**What to do:**
Copy each line from the data that has the word "exact" in it.

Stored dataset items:
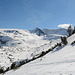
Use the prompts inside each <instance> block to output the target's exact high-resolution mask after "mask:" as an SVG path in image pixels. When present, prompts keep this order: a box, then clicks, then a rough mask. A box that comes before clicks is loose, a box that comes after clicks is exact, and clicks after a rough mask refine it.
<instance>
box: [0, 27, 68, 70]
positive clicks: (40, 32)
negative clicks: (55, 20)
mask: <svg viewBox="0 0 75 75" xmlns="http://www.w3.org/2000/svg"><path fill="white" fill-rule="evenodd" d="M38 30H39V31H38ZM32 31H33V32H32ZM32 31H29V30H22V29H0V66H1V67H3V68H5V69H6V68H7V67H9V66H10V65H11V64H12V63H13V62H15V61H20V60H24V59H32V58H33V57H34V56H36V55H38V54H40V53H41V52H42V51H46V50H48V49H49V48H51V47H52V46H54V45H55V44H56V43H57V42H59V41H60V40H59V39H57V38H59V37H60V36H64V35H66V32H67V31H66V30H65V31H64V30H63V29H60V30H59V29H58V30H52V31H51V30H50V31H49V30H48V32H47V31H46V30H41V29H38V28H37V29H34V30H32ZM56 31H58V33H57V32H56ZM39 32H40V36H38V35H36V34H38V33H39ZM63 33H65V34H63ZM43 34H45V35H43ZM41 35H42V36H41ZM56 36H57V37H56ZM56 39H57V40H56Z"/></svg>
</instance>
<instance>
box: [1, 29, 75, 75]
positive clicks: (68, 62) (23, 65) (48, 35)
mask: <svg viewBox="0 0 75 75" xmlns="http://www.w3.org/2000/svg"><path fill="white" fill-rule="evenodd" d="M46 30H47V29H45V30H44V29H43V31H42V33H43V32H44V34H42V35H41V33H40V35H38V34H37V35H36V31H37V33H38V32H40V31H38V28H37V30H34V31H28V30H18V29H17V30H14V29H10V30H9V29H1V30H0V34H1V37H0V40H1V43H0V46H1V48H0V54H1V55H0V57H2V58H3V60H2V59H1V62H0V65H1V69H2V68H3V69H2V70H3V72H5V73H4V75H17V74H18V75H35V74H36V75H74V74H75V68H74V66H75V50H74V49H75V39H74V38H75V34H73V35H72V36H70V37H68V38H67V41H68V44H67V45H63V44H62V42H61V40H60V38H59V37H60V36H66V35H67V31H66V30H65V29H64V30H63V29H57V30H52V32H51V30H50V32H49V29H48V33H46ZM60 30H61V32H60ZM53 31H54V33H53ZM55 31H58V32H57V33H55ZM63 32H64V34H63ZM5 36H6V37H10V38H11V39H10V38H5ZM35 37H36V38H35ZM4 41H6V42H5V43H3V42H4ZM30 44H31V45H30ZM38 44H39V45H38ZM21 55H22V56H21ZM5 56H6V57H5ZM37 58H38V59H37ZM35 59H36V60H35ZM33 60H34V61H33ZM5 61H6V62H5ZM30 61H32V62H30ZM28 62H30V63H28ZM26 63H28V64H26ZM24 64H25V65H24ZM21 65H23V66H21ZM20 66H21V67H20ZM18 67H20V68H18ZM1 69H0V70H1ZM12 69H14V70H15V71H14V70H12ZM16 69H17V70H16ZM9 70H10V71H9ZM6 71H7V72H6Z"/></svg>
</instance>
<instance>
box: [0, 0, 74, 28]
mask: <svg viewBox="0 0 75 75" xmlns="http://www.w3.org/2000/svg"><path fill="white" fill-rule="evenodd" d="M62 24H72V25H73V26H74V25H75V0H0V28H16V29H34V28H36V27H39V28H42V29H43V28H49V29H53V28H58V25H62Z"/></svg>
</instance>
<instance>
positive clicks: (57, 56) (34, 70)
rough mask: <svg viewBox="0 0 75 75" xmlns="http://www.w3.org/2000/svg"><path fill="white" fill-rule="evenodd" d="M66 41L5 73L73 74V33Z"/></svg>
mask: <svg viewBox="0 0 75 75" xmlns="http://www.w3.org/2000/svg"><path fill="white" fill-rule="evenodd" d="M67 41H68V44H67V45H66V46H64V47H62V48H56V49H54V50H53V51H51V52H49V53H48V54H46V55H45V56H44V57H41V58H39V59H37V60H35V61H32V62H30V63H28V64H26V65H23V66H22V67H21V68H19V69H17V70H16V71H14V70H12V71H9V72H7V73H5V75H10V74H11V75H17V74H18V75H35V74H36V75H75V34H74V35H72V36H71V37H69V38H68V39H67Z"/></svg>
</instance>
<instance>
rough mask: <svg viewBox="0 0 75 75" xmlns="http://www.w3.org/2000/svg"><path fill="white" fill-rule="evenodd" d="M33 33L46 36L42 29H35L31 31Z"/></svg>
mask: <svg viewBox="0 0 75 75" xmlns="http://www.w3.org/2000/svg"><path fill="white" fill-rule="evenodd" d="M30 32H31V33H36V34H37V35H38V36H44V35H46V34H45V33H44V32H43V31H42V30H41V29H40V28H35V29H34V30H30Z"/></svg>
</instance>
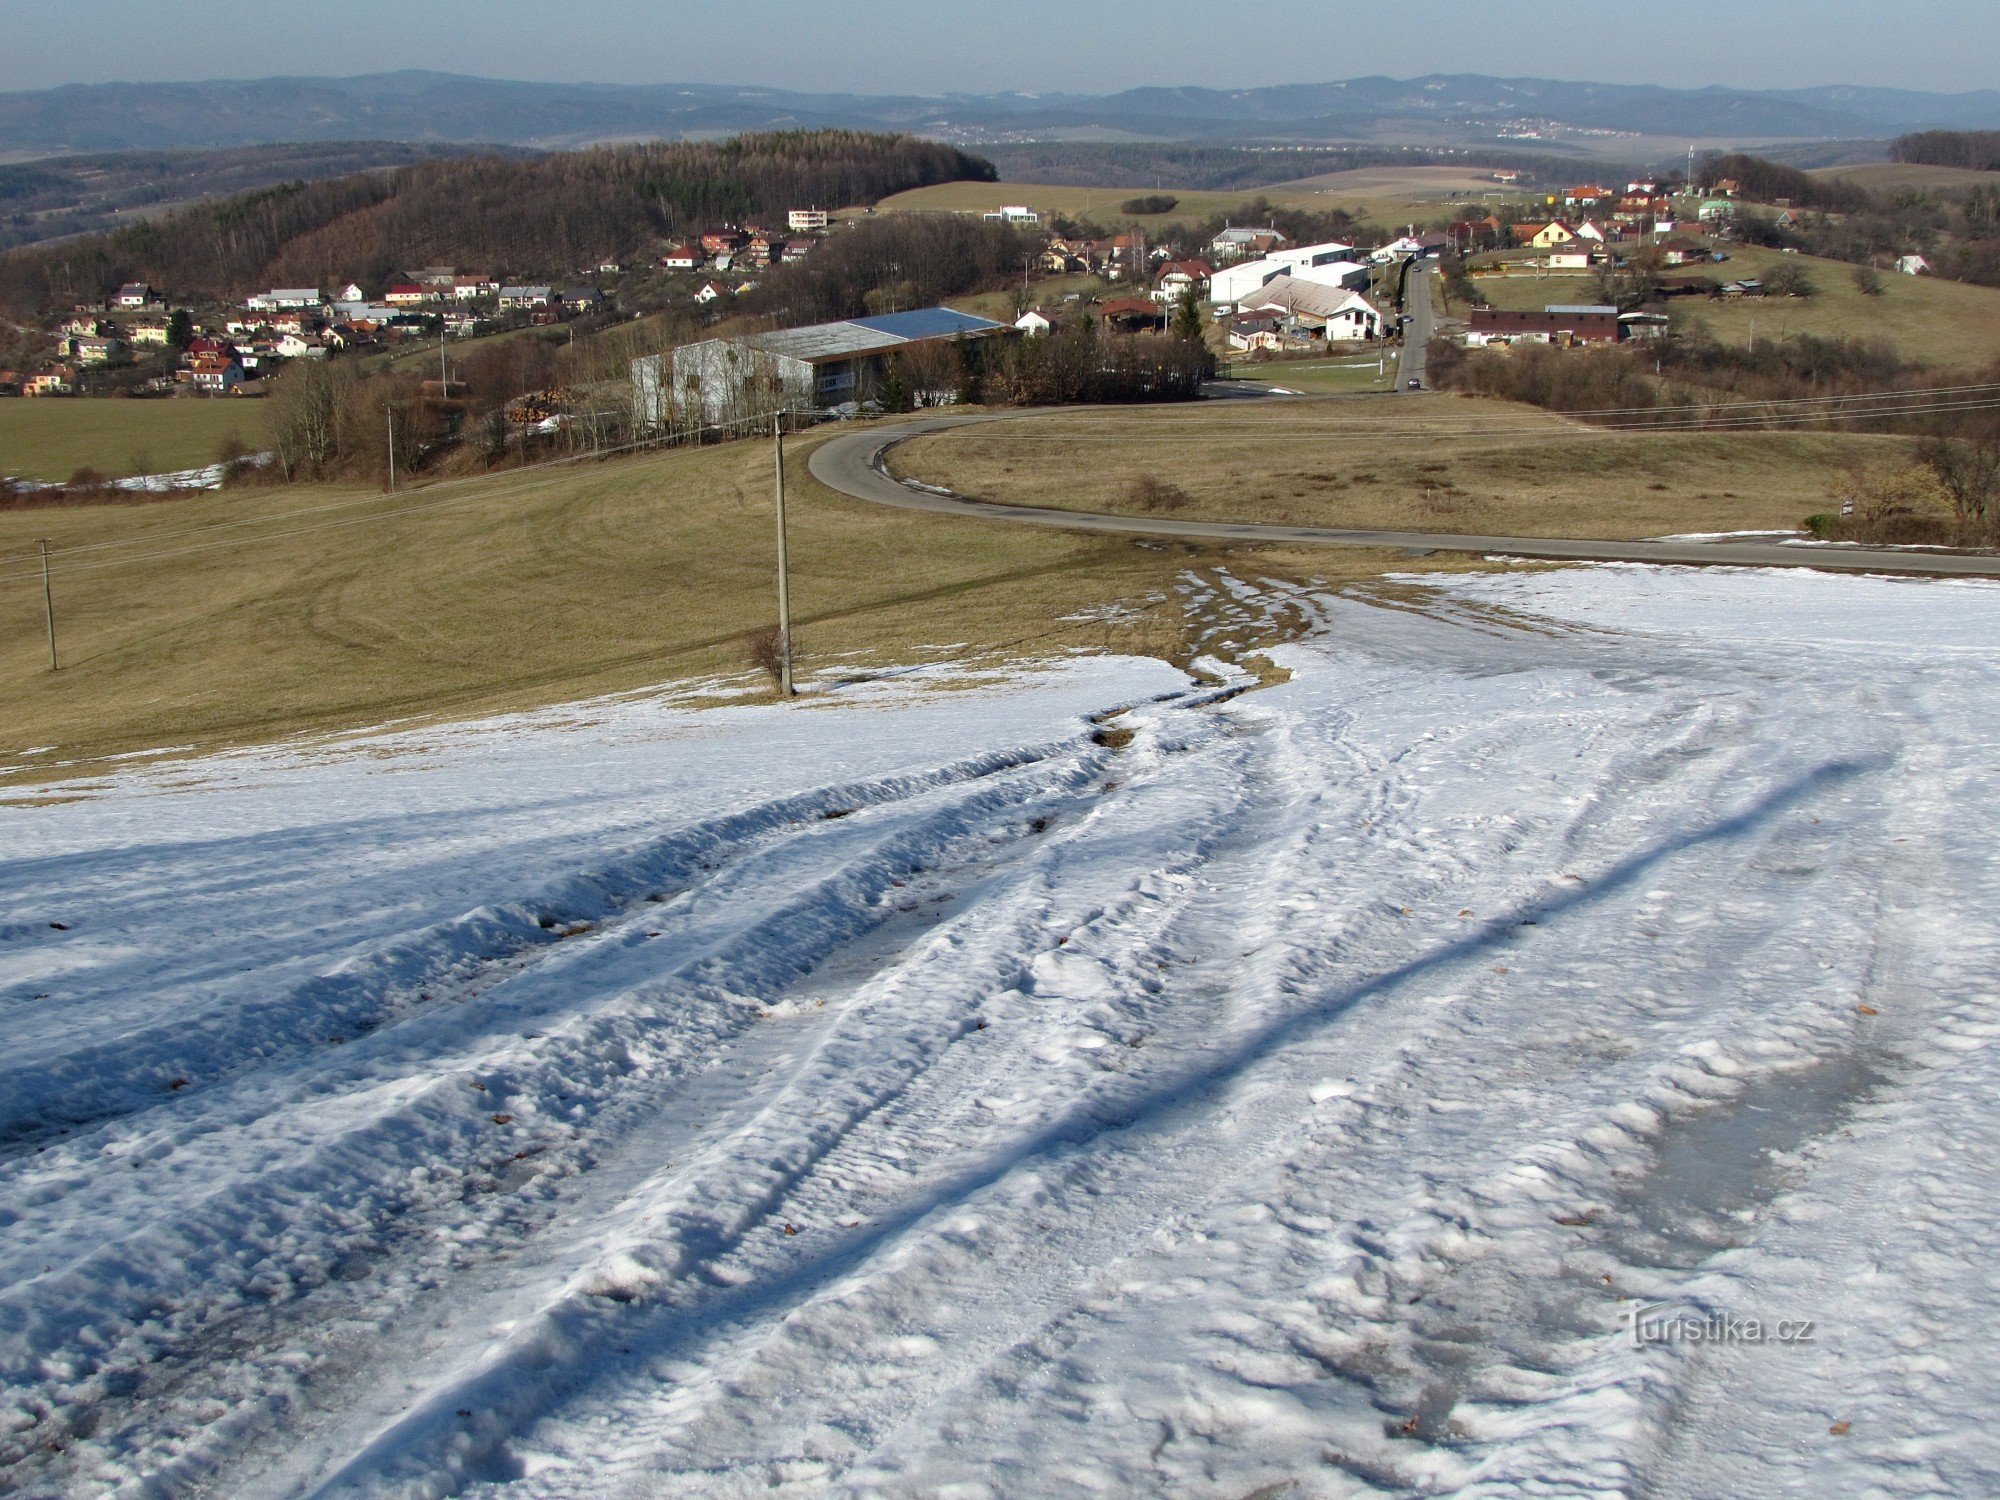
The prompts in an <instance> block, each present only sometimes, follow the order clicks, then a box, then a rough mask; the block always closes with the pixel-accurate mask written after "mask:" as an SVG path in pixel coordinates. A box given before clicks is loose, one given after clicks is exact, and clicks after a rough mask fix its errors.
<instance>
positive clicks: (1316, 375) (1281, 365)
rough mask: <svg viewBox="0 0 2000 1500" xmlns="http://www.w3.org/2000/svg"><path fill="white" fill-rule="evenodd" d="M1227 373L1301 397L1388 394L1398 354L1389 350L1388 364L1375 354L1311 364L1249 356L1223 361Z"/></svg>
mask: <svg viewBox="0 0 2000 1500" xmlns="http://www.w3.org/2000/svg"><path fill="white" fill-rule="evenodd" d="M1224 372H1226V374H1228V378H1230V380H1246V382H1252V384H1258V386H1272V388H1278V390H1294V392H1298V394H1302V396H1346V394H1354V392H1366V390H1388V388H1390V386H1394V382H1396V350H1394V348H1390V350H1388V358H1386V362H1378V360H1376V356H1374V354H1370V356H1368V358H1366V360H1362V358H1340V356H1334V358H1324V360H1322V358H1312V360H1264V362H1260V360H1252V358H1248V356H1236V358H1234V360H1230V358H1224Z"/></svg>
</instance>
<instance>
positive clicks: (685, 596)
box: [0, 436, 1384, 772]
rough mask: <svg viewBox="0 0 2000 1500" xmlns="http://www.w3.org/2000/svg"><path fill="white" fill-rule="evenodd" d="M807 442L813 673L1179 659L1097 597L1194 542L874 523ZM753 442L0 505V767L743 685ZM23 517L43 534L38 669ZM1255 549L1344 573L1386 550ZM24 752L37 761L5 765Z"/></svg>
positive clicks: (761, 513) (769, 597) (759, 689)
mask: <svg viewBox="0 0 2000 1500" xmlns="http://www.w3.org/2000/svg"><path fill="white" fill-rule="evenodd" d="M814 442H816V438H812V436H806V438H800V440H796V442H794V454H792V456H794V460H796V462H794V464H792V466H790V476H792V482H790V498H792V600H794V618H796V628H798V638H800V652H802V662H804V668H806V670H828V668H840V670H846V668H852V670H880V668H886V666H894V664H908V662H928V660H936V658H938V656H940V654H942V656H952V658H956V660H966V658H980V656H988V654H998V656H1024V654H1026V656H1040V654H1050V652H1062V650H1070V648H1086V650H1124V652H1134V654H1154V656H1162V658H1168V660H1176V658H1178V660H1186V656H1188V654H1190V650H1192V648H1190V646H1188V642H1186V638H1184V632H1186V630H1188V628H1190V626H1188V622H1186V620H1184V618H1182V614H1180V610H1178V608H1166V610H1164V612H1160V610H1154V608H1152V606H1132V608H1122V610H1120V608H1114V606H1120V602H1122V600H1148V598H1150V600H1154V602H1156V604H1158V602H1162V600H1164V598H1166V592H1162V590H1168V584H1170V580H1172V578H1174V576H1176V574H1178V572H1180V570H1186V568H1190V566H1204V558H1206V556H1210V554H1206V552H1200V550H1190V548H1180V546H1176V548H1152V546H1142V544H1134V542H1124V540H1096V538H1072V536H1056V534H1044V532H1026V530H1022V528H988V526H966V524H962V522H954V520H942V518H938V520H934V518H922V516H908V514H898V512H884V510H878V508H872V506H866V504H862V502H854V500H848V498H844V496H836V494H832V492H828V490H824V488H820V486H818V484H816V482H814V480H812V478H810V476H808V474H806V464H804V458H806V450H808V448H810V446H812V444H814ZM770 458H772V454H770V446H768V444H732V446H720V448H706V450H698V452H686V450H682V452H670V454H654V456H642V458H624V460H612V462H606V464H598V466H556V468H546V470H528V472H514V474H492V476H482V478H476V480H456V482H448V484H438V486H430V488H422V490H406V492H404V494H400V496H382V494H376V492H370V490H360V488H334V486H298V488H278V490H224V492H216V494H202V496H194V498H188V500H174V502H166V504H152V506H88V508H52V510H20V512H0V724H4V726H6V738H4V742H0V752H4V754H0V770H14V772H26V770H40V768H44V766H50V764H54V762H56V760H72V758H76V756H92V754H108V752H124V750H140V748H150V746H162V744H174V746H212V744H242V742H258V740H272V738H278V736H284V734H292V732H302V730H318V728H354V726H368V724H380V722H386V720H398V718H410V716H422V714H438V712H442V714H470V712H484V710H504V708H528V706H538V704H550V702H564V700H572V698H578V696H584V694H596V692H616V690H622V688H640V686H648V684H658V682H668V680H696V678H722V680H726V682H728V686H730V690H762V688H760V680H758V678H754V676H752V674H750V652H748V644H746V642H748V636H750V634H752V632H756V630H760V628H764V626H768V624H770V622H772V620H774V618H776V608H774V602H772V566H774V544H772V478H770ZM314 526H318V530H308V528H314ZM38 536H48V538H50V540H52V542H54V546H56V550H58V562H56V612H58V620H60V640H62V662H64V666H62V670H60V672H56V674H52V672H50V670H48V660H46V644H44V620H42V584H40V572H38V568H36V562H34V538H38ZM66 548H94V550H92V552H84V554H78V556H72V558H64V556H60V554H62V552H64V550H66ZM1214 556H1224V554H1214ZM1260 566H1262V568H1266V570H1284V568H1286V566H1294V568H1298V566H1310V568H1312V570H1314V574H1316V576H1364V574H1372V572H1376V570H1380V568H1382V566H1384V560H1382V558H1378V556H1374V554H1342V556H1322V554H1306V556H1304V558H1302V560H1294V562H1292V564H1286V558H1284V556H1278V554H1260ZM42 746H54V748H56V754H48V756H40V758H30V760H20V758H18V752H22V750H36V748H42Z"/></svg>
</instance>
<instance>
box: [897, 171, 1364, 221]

**Answer section:**
Use the prompts inside each <instance> block to output the target's exact high-resolution mask after "mask:" as an SVG path in image pixels. When present, prompts keep this order: a box, then clicks, then a rough mask. A box that comes before clicks is loose, a box that comes after clicks is exact, and clicks after a rough mask refine it.
The prompts in an <instance> block, each present only sometimes, follow the order clicks, then a box, then a rough mask; the block always closes with the pixel-accurate mask written after "mask:" as an SVG path in pixel coordinates. A box given before clicks is loose, one given after clicks is exact, and clicks after a rough mask fix its errors.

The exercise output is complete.